[Supplied material]
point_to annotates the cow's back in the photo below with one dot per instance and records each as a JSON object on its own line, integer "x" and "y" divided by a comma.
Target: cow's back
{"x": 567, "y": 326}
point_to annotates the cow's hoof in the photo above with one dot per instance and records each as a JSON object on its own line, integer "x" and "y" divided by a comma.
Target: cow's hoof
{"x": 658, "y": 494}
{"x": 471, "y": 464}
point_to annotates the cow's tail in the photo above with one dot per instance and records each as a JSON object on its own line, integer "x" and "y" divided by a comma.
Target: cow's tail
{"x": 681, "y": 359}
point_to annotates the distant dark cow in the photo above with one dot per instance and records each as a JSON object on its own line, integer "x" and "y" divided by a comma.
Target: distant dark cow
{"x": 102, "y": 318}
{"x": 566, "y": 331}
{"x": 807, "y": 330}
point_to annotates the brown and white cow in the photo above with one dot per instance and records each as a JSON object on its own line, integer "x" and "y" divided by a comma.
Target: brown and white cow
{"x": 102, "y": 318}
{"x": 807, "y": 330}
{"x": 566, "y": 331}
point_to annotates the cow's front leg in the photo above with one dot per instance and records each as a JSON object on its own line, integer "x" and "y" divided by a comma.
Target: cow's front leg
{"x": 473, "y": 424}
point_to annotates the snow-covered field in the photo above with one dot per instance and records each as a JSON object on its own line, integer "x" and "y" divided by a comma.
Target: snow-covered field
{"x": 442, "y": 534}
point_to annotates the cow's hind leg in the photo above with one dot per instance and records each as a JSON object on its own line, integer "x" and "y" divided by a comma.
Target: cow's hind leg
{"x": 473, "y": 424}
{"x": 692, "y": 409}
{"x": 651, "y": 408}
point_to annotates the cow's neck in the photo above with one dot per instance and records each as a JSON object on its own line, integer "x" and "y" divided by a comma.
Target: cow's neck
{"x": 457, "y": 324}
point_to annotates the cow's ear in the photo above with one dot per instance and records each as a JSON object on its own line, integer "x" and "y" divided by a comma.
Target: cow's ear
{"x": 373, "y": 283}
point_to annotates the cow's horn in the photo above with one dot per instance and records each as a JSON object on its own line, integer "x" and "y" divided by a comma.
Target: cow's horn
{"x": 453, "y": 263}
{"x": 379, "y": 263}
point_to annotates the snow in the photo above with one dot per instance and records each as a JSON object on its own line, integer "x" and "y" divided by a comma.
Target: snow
[/Supplied material]
**What to do**
Starting with the first line of the entries and ending with the line that has "point_to annotates the cow's hind", copy each line exactly and add nothing.

**Exercise solution**
point_to annotates the cow's back in the photo below with one dot per instance and records each as a JSON object on its own line, integer "x" and "y" divided by a comma.
Target: cow's back
{"x": 567, "y": 326}
point_to annotates the cow's hoof in the photo above with one dot per instance and records each as a JSON object on its own line, integer "x" and "y" divided by a comma.
Target: cow's hoof
{"x": 658, "y": 494}
{"x": 471, "y": 464}
point_to annotates the cow's tail in the photo above with one dot per instance and records each as a JSON object on its own line, integer "x" and "y" divided by a comma.
Target: cow's tail
{"x": 681, "y": 359}
point_to annotates the distant dark cow in the photo above with one dot per instance and records each as a JSON object on its own line, integer "x" and "y" divided by a comma.
Target: distant dark cow
{"x": 102, "y": 318}
{"x": 566, "y": 331}
{"x": 807, "y": 330}
point_to annotates the brown and white cow in the photo above with one dot per instance and records each as a JSON object on its own line, integer "x" and "y" divided by a comma.
Target: brown and white cow
{"x": 102, "y": 318}
{"x": 807, "y": 330}
{"x": 566, "y": 331}
point_to annotates the cow's front leg in the photo above with one dot per instance and records each as a JSON object on its own line, integer "x" and "y" divided by a comma.
Target: cow's front leg
{"x": 473, "y": 424}
point_to annotates the snow-covered field in the photo above with one dot per instance and records each as a JSON object on its own line, integer "x" and "y" divided by a comma.
Target: snow-covered field
{"x": 442, "y": 534}
point_to annotates the cow's hind leg in the photo above with one dot per instance and records each as a JSON object on its own line, integer "x" and "y" divided by a comma.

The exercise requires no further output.